* [EXERCISE INSTRUCTIONS]: Give the records again in full, exactly as they appear, but without the pictures.

########################################

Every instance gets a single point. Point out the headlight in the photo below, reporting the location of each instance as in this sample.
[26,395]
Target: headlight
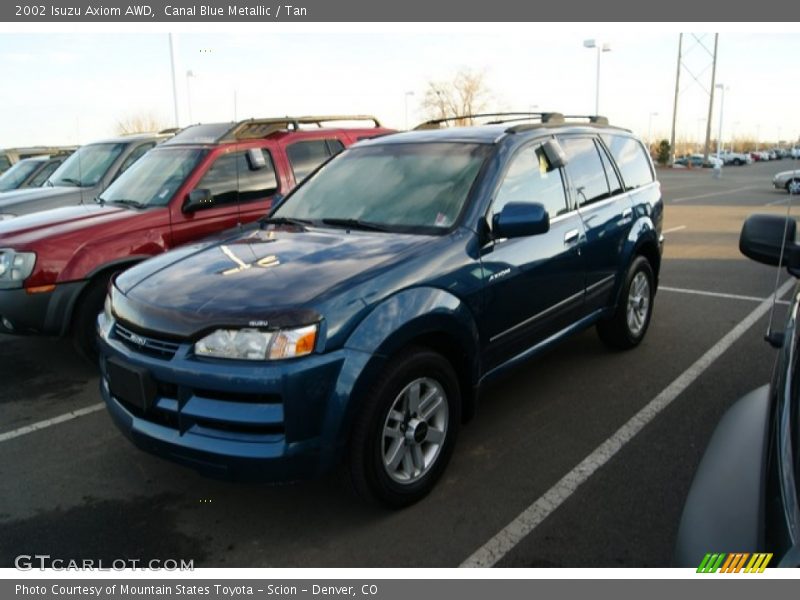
[15,267]
[254,344]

########################################

* [RESPONSE TO THE EXERCISE]:
Every instance gets a single point. Point out the headlight in the photo below, reporting the location of each instance as in this sample.
[26,395]
Target: headlight
[15,267]
[254,344]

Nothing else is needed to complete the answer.